A new drug developed from bacterial flagellin appears to prevent tissue damage caused by radiation. The work is based on previous studies that cancerous cells use nuclear factor kappa-beta--a transcription factor, or protein that turns on or off a gene's protein-making ability--to outlive normal cells and achieve runaway cell growth.

But healthy cells in the gut switch on the same transcription factor when they interact with benign and beneficial bacteria that reside there. Specifically, the protein flagellin in some of the microorganisms' whiplike tails [flagella] (which they use for propulsion) binds with a receptor on the gut cell and triggers the production of the transcription factor.


(E. coli bacterium powered by flagella)

Molecular geneticist Andrei Gudkov, chairman of the cell stress biology department at Roswell Park Cancer Institute in Buffalo, N.Y., and his colleagues injected purified flagellin into mice just before exposing them to lethal doses of radiation.

The injection appeared to protect the cells of the mice; it also seemed to toughen them against the effects of free radicals and in general beef up their immune systems.

Mice without the injection died following exposure.

The researchers have based a new drug called CBLB502 on flagellin; it protected 87% of the mice from lethal doses of radiation. The new drug, called Protectan, could be used in a variety of contexts.

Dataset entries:
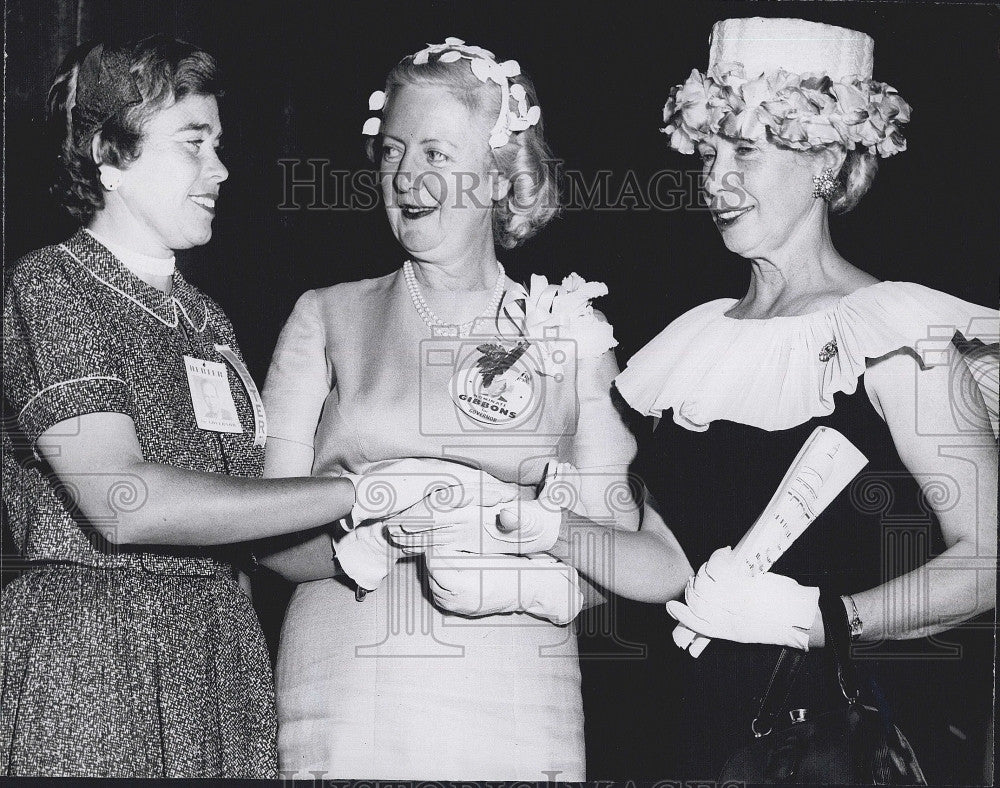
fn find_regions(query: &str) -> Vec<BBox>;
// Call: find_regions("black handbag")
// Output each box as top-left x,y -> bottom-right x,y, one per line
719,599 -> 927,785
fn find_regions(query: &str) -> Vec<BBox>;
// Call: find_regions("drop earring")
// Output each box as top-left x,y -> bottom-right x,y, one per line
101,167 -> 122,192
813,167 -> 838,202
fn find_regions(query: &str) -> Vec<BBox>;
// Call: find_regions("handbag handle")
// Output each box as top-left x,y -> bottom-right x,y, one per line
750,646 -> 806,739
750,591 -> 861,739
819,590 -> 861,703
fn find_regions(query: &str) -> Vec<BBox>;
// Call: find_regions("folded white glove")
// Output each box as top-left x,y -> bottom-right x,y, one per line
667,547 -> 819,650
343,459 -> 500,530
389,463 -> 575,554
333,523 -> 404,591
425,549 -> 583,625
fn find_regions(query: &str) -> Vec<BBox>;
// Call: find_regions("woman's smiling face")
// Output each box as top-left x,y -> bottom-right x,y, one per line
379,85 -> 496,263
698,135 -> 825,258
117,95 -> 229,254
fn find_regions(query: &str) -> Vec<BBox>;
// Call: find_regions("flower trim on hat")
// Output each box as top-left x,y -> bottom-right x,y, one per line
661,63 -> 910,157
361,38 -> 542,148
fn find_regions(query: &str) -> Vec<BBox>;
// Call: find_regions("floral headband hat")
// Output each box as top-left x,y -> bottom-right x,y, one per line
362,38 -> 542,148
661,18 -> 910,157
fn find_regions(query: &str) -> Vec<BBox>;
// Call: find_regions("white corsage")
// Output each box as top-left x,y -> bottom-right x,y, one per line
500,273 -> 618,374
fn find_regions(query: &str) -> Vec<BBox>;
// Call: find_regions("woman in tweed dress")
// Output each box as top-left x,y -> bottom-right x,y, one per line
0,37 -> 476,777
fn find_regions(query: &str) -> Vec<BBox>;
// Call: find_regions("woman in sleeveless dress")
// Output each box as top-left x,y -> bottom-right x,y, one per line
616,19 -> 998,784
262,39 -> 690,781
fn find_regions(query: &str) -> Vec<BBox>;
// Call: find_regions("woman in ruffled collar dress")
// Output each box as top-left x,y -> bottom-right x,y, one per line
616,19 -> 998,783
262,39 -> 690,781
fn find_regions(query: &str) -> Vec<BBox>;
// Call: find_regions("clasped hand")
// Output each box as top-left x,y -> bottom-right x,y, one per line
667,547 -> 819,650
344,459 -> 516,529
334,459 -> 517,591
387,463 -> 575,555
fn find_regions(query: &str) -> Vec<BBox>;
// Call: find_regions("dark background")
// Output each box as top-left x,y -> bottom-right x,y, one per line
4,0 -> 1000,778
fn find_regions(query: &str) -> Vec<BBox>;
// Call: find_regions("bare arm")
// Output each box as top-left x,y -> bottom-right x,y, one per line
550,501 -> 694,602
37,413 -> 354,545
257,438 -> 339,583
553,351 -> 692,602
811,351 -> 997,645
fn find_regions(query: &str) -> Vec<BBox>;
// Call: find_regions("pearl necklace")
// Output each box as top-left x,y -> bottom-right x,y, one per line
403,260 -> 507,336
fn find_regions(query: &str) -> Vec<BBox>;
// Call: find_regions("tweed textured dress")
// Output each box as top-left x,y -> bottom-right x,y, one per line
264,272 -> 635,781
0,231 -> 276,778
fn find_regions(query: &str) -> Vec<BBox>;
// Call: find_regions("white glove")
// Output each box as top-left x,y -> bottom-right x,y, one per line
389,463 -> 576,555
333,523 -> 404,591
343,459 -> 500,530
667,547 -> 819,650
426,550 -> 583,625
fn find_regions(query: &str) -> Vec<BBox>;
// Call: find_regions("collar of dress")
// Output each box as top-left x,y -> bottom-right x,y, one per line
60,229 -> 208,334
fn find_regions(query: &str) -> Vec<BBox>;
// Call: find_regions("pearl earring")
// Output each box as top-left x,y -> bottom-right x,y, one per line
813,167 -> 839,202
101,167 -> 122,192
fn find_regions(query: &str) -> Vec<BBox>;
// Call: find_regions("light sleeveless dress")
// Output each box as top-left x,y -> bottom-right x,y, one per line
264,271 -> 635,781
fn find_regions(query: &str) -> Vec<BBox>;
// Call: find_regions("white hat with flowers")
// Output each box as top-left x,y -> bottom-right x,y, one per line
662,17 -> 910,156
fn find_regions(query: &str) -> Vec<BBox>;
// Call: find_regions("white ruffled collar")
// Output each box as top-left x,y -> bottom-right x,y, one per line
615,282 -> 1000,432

▶ _What the task requires_:
Retype the part of the flagellin drug text starting with "The injection appeared" and going on through "died following exposure.". These rows were taken from a separate source and have no connection to the text about the flagellin drug.

▶ _Reply to the exercise_:
The injection appeared to protect the cells of the mice; it also seemed to toughen them against the effects of free radicals and in general beef up their immune systems.

Mice without the injection died following exposure.